→ Selected extract
..............................

For the pseudoproxy experiments conducted here, we find that for HF ENSO variability, the median CC_skill values are very high in the vicinity of 0.7 with very low spread within the 210 reconstructions. The median CC_skill for GMT variability also reveals a good performance (~0.8) but with larger interreconstruction spread depending on the amplitude of GMT variability. The reconstructions for LF20 ENSO variability exhibit considerably reduced median CC_skill compared to the LF ENSO variability case (~0.3 for LF20; ~0.5 for LF). The LF20 case also reveals extremely large interreconstruction spread. This reaffirms the low fidelity of LF tropical Pacific SSTA reconstructions.

..............................

→ Lines of data
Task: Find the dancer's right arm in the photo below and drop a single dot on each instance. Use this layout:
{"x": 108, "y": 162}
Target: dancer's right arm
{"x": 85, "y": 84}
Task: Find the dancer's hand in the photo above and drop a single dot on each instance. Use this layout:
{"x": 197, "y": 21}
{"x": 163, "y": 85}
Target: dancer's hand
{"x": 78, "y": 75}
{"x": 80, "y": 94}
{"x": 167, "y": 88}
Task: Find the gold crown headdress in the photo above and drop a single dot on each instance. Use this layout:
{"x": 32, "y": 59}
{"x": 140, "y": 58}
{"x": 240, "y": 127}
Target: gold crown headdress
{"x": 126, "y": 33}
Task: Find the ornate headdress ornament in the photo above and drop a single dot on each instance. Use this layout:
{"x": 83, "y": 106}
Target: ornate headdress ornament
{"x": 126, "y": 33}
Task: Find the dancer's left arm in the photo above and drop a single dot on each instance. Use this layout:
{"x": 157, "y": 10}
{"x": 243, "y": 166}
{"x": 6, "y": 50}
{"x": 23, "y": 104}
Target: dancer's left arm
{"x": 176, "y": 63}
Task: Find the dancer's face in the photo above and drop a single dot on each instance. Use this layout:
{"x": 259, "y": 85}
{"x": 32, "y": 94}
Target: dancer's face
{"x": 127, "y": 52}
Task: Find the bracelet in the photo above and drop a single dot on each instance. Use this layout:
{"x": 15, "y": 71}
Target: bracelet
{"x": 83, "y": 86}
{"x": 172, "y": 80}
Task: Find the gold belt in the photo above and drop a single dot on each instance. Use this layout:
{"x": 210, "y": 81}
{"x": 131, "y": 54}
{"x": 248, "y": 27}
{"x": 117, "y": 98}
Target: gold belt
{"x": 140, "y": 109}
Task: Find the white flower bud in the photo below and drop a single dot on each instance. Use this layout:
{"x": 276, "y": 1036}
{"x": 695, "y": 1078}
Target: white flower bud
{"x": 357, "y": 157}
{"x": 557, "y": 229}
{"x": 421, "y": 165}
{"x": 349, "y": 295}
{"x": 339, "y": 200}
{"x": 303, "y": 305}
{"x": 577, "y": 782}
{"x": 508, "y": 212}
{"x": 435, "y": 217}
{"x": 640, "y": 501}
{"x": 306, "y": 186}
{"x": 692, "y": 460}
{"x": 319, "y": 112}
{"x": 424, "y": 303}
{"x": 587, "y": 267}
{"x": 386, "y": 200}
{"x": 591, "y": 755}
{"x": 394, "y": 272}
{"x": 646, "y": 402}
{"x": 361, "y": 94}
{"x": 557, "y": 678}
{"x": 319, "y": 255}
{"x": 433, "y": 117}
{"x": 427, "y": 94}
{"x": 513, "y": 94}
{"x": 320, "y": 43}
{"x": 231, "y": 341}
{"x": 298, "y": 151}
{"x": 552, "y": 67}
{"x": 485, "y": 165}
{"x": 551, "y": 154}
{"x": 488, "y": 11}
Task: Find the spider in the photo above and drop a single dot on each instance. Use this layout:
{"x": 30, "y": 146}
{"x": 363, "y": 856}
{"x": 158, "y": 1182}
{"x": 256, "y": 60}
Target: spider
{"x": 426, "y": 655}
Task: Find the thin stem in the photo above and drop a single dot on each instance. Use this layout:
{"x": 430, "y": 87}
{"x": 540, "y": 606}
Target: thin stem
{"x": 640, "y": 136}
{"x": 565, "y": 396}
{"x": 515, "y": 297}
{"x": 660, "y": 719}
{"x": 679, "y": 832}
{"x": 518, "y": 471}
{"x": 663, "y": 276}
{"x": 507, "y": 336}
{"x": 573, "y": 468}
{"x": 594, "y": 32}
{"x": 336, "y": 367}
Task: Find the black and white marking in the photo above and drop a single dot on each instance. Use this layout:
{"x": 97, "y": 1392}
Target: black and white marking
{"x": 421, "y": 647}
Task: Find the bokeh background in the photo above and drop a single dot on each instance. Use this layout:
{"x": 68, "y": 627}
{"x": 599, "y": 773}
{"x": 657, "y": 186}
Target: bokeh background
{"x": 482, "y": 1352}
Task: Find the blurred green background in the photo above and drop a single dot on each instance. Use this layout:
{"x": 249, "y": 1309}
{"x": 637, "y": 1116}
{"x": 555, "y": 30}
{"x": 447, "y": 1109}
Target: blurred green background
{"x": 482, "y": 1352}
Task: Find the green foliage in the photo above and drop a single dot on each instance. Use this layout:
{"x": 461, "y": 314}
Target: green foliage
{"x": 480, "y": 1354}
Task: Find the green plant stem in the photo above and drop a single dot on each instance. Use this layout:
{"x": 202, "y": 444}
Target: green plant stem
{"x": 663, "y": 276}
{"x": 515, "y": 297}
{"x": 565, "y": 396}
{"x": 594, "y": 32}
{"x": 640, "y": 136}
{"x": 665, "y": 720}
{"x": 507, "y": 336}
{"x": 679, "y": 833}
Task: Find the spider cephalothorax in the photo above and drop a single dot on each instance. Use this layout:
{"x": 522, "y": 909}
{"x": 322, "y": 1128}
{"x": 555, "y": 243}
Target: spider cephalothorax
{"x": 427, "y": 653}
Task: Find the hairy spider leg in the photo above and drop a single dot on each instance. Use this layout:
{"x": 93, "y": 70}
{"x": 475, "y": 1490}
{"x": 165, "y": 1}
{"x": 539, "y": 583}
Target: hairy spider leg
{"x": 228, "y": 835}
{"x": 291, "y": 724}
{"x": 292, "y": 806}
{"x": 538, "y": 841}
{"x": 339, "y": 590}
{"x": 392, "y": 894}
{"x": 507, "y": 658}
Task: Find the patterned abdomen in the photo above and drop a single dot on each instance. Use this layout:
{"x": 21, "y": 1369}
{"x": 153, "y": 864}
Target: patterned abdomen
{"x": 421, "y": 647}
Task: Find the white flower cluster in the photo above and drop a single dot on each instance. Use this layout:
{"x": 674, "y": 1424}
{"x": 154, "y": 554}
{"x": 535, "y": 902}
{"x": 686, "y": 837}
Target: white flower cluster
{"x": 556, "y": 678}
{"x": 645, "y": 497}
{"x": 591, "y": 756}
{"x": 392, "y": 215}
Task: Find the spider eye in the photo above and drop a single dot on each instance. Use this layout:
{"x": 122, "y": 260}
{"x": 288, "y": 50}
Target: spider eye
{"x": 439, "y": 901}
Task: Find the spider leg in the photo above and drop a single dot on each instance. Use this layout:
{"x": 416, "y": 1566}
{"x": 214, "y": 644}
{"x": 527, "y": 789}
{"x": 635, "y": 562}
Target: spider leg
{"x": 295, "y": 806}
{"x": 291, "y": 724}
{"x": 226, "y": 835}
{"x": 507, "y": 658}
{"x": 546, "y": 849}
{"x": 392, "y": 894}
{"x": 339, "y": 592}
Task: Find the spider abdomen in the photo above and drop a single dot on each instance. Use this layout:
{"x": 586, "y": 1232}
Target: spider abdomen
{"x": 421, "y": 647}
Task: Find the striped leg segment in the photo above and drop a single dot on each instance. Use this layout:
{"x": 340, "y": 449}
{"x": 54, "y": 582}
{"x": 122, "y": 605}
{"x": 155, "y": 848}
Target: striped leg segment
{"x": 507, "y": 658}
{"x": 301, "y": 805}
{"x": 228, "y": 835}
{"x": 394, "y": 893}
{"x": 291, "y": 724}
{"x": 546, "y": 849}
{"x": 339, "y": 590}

..............................

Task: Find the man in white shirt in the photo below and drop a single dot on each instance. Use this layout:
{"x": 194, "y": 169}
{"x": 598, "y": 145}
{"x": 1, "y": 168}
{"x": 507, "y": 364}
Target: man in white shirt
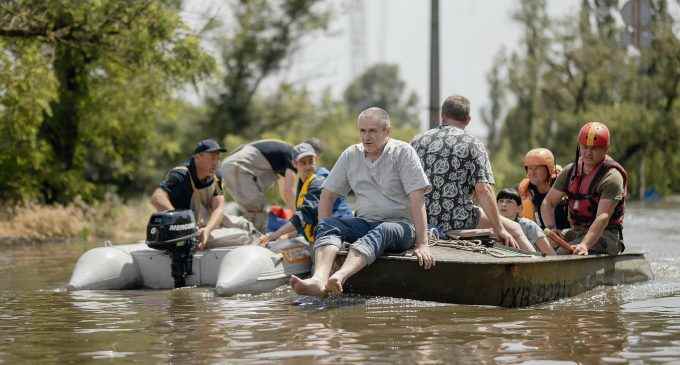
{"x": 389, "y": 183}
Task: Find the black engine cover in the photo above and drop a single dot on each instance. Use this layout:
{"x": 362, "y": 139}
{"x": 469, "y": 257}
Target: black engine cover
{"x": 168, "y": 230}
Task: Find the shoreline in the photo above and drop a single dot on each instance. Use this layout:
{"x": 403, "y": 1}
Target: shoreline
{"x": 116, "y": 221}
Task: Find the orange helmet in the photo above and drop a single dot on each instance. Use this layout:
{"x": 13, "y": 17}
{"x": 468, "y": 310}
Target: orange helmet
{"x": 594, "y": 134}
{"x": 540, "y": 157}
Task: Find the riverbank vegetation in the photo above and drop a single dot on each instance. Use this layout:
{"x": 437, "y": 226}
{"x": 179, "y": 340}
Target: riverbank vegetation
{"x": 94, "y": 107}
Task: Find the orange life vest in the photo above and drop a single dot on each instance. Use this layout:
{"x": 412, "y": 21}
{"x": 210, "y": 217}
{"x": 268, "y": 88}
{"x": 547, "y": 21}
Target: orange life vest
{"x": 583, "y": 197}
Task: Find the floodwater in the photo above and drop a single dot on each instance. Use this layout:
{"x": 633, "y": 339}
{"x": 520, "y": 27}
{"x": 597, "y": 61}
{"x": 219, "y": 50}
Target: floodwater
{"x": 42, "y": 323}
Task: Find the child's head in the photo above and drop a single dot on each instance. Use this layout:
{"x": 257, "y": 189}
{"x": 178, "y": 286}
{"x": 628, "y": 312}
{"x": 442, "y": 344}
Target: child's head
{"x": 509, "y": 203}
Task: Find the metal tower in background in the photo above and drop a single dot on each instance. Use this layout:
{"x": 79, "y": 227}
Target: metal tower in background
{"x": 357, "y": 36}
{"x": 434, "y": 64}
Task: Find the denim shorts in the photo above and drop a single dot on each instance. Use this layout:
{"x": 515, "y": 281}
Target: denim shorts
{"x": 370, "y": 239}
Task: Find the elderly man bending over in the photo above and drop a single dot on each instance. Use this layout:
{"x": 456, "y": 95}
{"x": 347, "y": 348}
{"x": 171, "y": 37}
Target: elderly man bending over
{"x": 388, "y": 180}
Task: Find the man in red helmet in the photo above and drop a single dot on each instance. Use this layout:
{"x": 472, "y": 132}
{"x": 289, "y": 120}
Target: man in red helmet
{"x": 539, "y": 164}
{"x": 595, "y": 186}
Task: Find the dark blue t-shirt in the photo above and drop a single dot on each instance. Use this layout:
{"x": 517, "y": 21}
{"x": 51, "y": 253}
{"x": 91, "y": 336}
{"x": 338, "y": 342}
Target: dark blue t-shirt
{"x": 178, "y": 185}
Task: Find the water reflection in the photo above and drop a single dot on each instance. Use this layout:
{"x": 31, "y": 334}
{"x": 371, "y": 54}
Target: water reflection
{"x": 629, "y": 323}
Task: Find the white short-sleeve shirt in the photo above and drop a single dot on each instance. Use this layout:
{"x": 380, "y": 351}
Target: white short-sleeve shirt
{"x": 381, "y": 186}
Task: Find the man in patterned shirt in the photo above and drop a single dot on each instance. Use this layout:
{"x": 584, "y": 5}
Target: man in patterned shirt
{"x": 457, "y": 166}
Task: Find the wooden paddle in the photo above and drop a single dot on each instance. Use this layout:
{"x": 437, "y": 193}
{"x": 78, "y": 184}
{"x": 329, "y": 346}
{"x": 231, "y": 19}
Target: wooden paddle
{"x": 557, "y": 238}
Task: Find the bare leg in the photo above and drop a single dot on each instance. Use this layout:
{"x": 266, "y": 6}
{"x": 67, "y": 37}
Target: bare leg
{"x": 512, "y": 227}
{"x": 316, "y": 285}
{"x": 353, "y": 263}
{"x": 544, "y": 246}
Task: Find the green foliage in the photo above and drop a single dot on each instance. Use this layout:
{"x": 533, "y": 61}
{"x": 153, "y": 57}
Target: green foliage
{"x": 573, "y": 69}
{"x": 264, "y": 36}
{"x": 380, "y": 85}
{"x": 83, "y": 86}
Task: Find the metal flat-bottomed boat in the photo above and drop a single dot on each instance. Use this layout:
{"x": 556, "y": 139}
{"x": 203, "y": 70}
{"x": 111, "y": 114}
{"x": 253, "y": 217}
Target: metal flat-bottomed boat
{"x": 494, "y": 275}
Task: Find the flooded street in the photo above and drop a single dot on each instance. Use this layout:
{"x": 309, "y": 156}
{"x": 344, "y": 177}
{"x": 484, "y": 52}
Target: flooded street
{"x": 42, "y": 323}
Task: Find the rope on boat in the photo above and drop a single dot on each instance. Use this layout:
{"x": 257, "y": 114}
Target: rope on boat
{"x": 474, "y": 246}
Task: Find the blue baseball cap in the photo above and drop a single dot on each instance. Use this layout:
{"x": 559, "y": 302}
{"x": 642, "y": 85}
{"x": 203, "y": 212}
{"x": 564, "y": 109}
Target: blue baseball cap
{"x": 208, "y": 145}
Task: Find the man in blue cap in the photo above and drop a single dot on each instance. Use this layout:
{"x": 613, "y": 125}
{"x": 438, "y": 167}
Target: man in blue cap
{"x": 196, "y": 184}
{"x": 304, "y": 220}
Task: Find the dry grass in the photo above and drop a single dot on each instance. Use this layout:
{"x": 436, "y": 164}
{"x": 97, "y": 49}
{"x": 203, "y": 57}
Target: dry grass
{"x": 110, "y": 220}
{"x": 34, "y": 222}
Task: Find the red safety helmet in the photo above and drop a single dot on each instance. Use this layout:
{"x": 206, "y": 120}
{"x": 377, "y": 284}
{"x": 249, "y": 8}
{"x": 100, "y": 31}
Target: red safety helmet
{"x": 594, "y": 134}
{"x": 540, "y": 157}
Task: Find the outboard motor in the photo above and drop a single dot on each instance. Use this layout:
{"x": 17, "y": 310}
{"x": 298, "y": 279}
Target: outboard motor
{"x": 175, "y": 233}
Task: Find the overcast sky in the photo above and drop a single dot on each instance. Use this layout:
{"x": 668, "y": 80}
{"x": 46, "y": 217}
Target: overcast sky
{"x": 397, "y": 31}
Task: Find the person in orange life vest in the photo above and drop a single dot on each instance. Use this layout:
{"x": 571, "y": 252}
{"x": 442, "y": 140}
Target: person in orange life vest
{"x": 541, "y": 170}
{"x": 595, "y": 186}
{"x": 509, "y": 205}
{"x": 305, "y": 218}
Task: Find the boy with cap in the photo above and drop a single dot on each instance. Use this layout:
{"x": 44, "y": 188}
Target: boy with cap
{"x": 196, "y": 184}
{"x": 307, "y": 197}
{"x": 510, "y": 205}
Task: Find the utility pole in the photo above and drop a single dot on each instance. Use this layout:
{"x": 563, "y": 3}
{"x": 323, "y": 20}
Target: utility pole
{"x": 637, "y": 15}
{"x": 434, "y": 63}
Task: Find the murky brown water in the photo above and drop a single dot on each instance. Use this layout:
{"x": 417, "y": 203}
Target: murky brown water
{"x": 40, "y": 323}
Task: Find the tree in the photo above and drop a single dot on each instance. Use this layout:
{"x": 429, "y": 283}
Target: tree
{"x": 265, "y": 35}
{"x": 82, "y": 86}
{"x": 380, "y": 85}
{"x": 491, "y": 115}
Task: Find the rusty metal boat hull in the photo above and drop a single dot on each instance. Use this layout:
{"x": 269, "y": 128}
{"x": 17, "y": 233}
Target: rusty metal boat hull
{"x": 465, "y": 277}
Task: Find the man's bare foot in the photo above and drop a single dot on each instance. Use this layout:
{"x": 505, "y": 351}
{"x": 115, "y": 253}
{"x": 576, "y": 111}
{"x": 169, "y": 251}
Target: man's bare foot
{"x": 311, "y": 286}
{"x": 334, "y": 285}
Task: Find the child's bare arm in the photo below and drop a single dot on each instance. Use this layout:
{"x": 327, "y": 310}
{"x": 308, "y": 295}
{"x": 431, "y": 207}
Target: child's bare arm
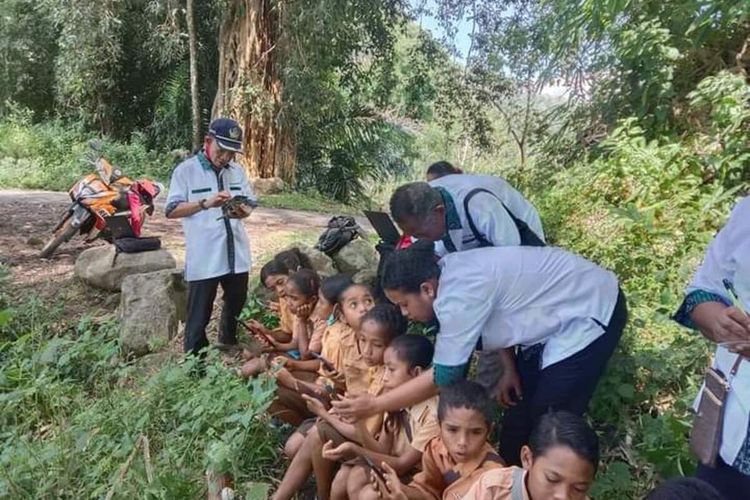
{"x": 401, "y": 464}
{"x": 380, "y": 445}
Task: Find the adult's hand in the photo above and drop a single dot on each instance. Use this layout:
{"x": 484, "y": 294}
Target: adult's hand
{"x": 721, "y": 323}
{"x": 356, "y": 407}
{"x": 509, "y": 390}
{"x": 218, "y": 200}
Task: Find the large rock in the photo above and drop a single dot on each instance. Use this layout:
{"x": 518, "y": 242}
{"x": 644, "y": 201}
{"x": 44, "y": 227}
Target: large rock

..............................

→ Short problem A
In the pseudoproxy excerpt, what is the approximate median CC_skill for GMT variability?
→ Short problem B
Reproduce the pseudoproxy excerpt word for word from "For the pseudoproxy" to "Pacific SSTA reconstructions.".

→ Written reply A
About 0.8.

→ Written reply B
For the pseudoproxy experiments conducted here, we find that for HF ENSO variability, the median CC_skill values are very high in the vicinity of 0.7 with very low spread within the 210 reconstructions. The median CC_skill for GMT variability also reveals a good performance (~0.8) but with larger interreconstruction spread depending on the amplitude of GMT variability. The reconstructions for LF20 ENSO variability exhibit considerably reduced median CC_skill compared to the LF ENSO variability case (~0.3 for LF20; ~0.5 for LF). The LF20 case also reveals extremely large interreconstruction spread. This reaffirms the low fidelity of LF tropical Pacific SSTA reconstructions.